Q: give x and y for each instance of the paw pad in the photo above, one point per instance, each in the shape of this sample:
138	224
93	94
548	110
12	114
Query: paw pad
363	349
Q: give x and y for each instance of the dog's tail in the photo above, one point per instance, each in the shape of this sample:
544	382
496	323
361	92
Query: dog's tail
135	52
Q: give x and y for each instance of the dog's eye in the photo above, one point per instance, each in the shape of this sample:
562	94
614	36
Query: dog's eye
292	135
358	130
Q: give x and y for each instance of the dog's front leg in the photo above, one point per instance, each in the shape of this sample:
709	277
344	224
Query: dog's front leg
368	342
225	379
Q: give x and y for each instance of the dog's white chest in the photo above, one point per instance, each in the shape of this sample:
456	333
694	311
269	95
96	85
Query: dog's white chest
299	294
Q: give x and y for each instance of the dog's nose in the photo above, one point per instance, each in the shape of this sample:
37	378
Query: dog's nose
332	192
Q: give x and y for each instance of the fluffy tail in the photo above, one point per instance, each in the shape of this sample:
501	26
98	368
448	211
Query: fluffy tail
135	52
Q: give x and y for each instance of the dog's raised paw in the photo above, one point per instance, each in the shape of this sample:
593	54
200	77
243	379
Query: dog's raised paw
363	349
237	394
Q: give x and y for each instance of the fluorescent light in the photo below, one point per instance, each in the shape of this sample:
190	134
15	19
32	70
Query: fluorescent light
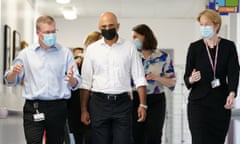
63	1
69	13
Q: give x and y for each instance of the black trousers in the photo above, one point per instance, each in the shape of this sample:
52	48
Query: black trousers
110	118
149	131
208	119
55	119
81	132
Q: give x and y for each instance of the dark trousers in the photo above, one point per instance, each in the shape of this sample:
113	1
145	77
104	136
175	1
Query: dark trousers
149	131
81	132
208	120
55	119
110	118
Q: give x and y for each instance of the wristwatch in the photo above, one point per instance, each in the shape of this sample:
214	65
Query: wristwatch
143	106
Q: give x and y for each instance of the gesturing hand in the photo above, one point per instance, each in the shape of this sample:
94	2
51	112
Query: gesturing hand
69	77
17	69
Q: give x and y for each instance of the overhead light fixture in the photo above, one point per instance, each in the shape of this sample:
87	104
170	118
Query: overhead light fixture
69	13
63	1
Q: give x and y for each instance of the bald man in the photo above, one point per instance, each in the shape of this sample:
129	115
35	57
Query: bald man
108	66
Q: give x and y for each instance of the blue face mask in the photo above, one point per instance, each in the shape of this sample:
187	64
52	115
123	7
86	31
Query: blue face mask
49	39
138	44
206	31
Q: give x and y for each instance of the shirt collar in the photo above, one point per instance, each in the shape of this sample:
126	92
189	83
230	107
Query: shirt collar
119	41
37	46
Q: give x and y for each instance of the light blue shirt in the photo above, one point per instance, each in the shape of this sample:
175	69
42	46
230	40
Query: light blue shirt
44	72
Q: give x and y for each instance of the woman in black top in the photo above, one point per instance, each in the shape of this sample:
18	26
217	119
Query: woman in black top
211	74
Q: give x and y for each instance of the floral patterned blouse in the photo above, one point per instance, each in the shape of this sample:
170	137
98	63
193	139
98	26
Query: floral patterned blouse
159	63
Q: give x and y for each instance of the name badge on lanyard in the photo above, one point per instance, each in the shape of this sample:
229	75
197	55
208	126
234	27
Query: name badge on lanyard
215	82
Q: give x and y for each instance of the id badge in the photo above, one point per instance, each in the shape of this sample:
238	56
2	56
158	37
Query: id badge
215	83
38	117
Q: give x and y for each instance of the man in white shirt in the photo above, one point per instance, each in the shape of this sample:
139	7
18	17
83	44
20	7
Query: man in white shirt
108	66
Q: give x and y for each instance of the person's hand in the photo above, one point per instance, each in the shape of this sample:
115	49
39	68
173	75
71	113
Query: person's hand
17	69
69	77
151	76
142	114
195	76
230	101
78	61
69	74
85	117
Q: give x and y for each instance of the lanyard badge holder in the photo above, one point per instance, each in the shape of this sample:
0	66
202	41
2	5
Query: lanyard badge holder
215	82
38	116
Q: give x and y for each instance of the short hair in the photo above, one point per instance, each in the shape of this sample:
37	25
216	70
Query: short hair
78	48
44	19
92	37
150	41
24	44
212	15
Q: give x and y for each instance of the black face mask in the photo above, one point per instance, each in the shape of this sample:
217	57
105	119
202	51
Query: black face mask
109	34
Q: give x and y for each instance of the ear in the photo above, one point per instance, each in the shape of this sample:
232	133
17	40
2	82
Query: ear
118	26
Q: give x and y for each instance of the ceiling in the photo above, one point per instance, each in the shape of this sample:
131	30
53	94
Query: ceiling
124	8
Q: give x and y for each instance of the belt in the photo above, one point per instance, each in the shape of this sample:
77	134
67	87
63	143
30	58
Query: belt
46	101
114	97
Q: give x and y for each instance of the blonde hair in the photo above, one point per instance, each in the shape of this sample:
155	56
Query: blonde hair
92	37
213	16
44	19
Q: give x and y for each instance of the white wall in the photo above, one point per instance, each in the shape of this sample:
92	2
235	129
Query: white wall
171	33
19	15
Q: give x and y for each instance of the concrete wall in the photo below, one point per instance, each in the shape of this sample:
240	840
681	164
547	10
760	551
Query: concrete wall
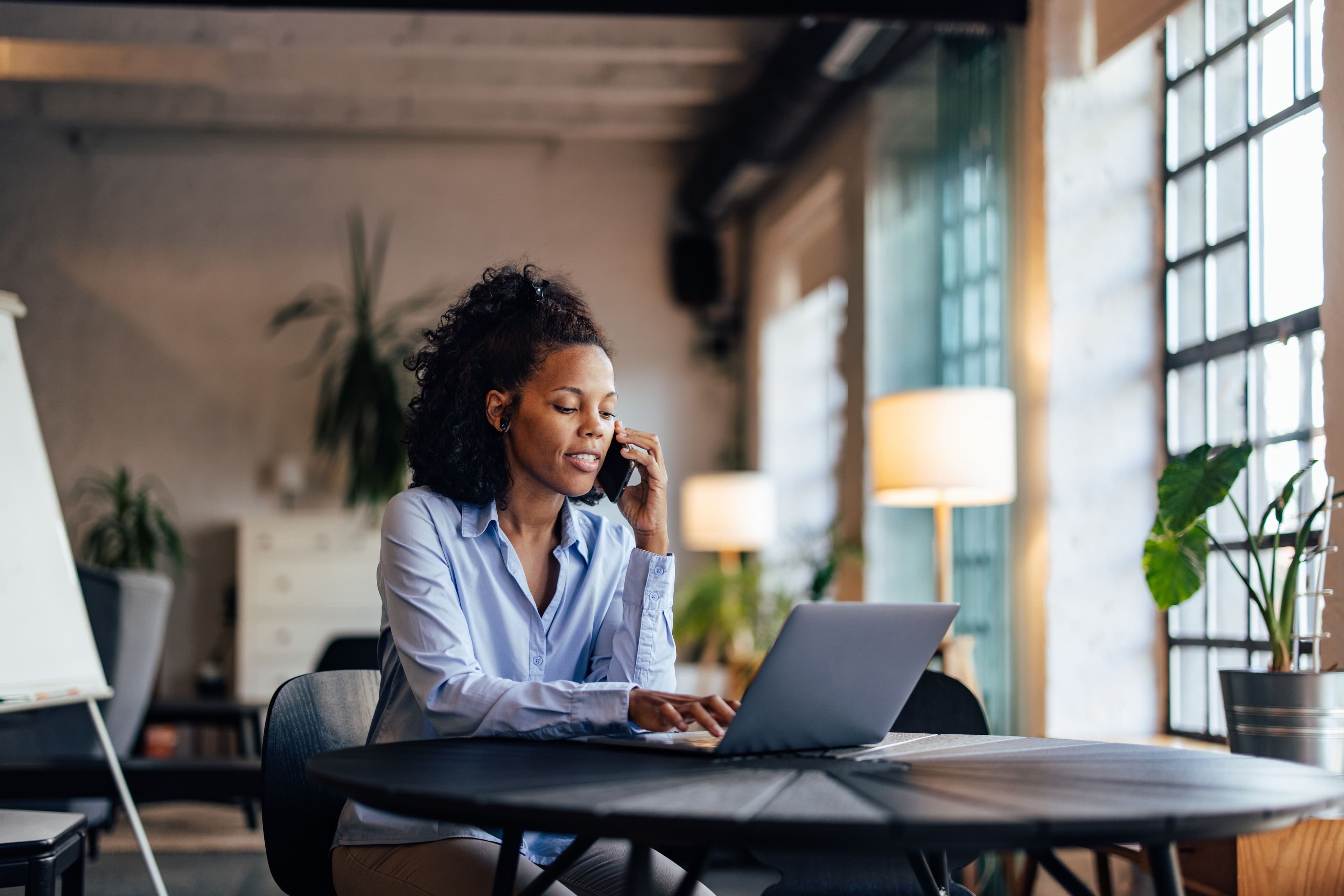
1086	251
151	264
839	154
1102	203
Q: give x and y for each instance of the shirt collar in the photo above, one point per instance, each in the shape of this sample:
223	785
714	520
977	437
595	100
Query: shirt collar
478	518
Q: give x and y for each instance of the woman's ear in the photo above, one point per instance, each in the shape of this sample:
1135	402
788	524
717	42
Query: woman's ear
496	409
==============================
Go line by line through the records and copy those that contain the word "below".

- **ANSWER SECTION**:
Q: give x and y for each instance of the fluorescent light in the photo below, one point per instance, each in the shape of this sample:
Q: give x and y for each instance of the concrete wall in the photo below, one point per instance, each in the shape of this sample:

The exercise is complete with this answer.